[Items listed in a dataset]
========
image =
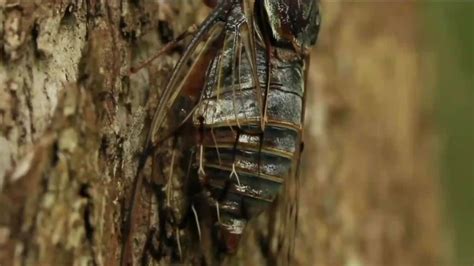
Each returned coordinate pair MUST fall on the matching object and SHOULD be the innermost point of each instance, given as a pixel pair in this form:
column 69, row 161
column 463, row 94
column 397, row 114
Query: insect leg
column 166, row 100
column 196, row 217
column 165, row 49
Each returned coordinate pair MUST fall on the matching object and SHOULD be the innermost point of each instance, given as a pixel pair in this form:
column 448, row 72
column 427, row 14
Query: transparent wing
column 179, row 94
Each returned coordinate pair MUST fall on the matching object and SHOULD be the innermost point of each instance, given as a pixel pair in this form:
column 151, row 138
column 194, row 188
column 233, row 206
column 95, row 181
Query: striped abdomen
column 245, row 168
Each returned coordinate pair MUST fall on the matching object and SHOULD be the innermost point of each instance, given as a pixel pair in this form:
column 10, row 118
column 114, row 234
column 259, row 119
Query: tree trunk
column 73, row 122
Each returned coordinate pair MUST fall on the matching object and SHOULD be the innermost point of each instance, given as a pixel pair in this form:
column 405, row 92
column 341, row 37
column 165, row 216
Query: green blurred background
column 452, row 34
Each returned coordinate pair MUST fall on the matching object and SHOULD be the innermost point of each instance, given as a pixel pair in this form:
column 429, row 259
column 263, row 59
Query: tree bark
column 73, row 122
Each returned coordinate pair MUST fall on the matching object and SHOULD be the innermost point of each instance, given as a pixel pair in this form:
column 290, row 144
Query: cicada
column 235, row 104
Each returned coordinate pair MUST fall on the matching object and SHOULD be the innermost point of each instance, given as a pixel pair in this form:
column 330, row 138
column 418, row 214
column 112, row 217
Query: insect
column 235, row 100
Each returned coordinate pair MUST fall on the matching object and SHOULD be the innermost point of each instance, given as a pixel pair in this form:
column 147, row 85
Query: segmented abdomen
column 244, row 169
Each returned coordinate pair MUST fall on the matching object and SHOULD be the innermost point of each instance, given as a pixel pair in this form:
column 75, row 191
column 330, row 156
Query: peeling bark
column 73, row 122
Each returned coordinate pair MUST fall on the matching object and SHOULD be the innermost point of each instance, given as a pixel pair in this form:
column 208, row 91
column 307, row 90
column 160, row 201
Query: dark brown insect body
column 247, row 108
column 251, row 111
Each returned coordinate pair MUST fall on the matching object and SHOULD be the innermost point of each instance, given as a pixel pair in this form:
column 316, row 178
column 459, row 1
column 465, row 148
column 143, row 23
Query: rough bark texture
column 73, row 121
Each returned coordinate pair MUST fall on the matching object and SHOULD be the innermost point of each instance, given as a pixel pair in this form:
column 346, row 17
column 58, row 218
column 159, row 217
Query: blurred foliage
column 452, row 35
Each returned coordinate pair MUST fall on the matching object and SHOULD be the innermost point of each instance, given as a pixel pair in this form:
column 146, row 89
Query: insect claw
column 218, row 212
column 201, row 171
column 197, row 221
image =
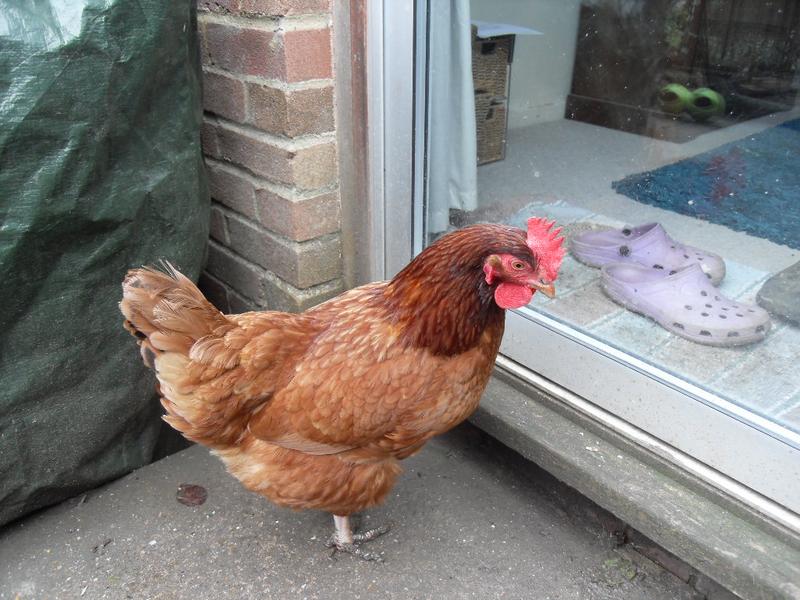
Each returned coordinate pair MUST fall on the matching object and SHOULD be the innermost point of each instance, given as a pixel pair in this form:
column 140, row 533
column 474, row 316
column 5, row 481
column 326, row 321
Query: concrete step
column 472, row 519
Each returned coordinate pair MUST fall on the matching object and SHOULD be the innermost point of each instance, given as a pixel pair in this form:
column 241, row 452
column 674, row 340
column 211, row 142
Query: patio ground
column 472, row 520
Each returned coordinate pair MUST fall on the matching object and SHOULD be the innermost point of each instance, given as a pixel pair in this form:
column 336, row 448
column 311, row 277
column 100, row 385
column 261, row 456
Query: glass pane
column 664, row 136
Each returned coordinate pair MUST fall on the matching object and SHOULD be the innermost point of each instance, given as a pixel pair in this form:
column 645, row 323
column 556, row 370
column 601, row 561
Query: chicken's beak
column 546, row 287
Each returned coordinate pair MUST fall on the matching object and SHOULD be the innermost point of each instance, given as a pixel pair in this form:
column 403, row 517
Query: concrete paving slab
column 472, row 520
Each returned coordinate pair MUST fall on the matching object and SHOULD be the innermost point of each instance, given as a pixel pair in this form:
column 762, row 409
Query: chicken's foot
column 344, row 540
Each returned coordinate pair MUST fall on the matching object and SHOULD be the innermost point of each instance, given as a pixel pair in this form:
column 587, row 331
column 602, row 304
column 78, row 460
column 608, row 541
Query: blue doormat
column 751, row 185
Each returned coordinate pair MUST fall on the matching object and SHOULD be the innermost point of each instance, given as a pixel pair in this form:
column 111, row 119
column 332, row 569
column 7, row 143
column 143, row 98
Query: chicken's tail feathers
column 166, row 311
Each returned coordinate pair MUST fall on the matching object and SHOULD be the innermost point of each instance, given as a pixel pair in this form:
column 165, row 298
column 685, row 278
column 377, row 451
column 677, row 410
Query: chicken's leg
column 345, row 541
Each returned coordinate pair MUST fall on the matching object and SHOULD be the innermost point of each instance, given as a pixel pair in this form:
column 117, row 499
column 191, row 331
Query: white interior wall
column 541, row 74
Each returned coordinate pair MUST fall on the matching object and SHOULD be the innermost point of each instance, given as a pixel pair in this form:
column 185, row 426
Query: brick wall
column 270, row 147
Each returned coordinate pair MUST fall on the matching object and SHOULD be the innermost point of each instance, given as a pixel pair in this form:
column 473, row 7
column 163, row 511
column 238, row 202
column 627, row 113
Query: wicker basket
column 491, row 71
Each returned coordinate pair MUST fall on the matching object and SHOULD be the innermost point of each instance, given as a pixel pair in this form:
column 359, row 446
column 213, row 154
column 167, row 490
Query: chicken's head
column 517, row 277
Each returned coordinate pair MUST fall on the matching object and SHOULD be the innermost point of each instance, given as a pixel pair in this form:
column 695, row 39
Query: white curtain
column 452, row 151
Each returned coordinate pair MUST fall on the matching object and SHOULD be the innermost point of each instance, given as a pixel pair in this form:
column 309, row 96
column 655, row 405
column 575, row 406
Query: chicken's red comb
column 546, row 245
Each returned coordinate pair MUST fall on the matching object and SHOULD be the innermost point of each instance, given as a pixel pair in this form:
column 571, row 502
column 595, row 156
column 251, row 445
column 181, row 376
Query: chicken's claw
column 346, row 541
column 353, row 549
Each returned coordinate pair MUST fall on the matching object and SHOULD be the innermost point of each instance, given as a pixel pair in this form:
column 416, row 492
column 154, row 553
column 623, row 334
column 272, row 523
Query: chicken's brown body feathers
column 315, row 410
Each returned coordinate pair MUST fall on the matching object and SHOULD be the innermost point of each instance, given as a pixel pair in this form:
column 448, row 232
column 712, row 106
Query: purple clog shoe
column 647, row 245
column 685, row 303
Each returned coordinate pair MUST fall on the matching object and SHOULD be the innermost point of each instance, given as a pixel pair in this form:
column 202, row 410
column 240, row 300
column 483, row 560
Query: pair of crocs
column 646, row 271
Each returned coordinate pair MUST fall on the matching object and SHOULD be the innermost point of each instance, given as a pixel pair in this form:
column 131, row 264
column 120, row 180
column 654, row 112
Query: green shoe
column 706, row 103
column 674, row 98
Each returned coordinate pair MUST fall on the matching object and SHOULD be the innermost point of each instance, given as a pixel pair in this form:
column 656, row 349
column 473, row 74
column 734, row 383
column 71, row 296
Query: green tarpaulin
column 100, row 170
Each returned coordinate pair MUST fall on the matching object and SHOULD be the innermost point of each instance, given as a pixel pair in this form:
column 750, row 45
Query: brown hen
column 315, row 410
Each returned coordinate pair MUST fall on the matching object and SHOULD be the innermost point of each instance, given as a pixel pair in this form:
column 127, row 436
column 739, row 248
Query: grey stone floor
column 473, row 520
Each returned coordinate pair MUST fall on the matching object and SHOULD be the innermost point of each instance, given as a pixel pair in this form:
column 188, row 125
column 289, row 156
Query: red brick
column 277, row 8
column 239, row 304
column 220, row 6
column 307, row 168
column 208, row 139
column 224, row 96
column 244, row 50
column 291, row 113
column 244, row 277
column 314, row 167
column 234, row 191
column 279, row 295
column 218, row 229
column 307, row 54
column 271, row 8
column 301, row 264
column 299, row 220
column 256, row 156
column 215, row 291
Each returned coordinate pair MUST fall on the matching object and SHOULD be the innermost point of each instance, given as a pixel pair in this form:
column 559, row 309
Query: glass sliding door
column 664, row 136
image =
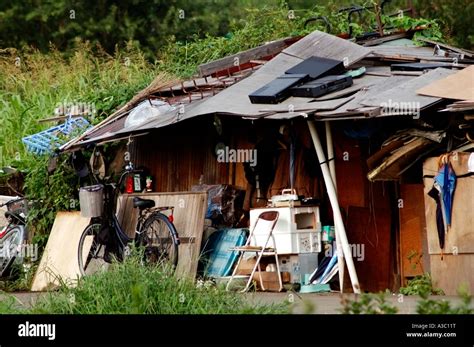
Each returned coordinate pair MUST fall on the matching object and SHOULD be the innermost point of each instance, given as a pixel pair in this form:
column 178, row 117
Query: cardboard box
column 270, row 280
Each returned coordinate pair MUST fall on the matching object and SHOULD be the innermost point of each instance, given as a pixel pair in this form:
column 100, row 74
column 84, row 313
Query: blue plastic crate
column 221, row 259
column 48, row 140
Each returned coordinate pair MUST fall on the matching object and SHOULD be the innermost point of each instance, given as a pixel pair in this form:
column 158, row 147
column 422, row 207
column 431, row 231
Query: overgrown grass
column 33, row 84
column 421, row 285
column 130, row 287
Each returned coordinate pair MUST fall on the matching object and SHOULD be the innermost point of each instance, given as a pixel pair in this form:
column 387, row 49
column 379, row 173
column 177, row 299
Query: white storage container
column 91, row 199
column 298, row 229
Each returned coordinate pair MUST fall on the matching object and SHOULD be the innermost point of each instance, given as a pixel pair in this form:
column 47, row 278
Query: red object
column 129, row 185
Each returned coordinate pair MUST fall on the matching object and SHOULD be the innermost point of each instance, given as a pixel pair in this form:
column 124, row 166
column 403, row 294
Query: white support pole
column 332, row 169
column 335, row 206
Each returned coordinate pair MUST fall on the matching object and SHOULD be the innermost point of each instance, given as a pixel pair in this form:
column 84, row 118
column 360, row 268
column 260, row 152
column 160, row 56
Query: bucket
column 91, row 199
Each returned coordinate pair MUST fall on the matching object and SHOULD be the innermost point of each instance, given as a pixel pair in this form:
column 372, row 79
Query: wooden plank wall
column 413, row 245
column 178, row 155
column 367, row 210
column 452, row 272
column 189, row 212
column 59, row 261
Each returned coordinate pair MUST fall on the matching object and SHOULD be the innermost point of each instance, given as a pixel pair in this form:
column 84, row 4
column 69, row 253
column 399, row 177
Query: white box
column 298, row 229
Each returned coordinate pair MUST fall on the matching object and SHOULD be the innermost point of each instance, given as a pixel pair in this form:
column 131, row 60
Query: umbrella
column 446, row 180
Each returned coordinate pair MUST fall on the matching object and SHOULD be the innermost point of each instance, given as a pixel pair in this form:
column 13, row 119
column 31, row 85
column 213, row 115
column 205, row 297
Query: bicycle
column 104, row 239
column 12, row 236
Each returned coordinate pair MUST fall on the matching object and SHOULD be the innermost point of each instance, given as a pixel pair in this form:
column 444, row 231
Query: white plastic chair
column 264, row 227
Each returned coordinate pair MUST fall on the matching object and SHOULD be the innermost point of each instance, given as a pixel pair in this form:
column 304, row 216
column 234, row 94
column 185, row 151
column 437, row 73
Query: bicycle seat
column 143, row 203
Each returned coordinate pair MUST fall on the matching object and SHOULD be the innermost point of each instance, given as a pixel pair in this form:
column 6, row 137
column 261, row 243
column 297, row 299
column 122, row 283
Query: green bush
column 368, row 303
column 420, row 285
column 430, row 306
column 130, row 287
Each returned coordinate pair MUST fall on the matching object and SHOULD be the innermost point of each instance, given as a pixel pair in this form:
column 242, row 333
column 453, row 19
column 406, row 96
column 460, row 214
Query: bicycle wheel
column 10, row 245
column 91, row 252
column 158, row 237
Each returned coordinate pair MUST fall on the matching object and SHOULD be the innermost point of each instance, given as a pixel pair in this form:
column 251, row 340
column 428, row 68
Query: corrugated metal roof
column 229, row 95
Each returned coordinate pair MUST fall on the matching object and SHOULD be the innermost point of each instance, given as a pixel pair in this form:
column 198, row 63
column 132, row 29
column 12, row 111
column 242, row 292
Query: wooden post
column 378, row 17
column 335, row 206
column 332, row 169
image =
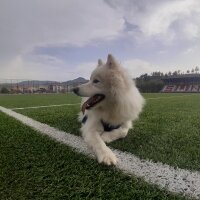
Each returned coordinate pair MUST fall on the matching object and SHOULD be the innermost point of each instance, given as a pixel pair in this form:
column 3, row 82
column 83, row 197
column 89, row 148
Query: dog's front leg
column 121, row 132
column 102, row 152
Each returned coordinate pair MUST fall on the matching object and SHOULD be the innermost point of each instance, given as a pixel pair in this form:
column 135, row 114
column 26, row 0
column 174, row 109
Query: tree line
column 154, row 83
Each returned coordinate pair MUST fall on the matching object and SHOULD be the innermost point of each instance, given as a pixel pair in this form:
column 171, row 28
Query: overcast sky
column 62, row 39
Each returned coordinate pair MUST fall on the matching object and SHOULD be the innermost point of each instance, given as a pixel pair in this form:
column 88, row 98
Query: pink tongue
column 84, row 107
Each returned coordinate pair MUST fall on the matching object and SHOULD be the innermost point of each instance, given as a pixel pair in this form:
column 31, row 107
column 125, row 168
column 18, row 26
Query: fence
column 21, row 86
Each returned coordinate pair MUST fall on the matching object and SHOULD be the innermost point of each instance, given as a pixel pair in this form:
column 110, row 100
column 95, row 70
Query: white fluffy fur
column 122, row 105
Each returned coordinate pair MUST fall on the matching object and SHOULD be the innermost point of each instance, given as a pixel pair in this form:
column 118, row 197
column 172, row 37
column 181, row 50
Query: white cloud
column 156, row 18
column 136, row 67
column 26, row 24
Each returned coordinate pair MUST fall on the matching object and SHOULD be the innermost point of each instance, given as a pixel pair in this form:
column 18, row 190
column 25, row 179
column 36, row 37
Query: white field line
column 176, row 180
column 173, row 96
column 35, row 107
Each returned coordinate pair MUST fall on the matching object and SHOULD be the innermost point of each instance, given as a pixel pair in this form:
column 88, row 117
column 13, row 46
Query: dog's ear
column 100, row 62
column 111, row 62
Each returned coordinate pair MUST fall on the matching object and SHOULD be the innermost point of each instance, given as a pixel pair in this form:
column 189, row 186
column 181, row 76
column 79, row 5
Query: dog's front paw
column 106, row 137
column 107, row 157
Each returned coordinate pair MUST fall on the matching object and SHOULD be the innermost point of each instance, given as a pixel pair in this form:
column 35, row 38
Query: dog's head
column 105, row 82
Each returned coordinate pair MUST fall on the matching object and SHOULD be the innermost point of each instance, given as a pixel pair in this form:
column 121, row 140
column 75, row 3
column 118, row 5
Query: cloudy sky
column 62, row 39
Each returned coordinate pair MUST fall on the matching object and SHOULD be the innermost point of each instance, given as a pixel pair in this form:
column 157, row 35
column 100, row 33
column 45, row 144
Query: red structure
column 182, row 83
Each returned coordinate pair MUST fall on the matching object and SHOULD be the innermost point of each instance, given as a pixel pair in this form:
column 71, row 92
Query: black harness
column 107, row 127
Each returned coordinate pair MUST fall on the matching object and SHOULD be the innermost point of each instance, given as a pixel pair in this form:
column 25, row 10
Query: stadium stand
column 182, row 83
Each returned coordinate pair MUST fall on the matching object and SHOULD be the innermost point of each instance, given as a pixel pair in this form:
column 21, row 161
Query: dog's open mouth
column 92, row 101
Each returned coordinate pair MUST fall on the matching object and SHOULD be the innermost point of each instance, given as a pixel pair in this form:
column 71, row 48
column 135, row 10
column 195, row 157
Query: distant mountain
column 79, row 80
column 35, row 82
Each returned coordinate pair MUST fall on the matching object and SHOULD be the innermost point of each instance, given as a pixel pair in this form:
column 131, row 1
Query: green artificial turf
column 33, row 166
column 27, row 100
column 168, row 129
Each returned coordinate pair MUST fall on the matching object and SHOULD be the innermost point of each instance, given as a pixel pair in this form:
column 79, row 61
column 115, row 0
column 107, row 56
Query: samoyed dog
column 111, row 103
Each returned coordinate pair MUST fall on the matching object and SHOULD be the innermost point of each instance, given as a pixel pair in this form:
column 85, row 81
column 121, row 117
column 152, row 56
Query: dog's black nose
column 75, row 90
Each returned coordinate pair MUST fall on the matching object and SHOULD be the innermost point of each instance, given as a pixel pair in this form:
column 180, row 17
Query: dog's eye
column 95, row 81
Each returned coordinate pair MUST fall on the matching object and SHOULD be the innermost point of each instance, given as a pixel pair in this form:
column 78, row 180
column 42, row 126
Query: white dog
column 112, row 103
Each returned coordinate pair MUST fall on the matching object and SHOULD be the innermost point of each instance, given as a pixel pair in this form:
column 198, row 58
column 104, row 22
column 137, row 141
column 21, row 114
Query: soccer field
column 33, row 166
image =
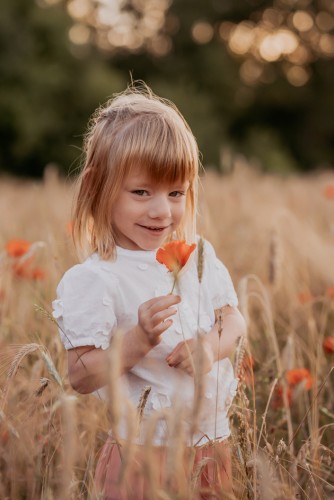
========
Your task is to restate, word for word, only those lines above that fall between the line holding "column 83, row 197" and the line holding "column 135, row 114", inclusive.

Exercise response:
column 83, row 197
column 89, row 148
Query: dog's front leg
column 121, row 132
column 102, row 152
Each returned coordinate pair MUST fall on the matching object and SHOULD be the innermost point of each instance, given as a pixel pair in this form:
column 135, row 114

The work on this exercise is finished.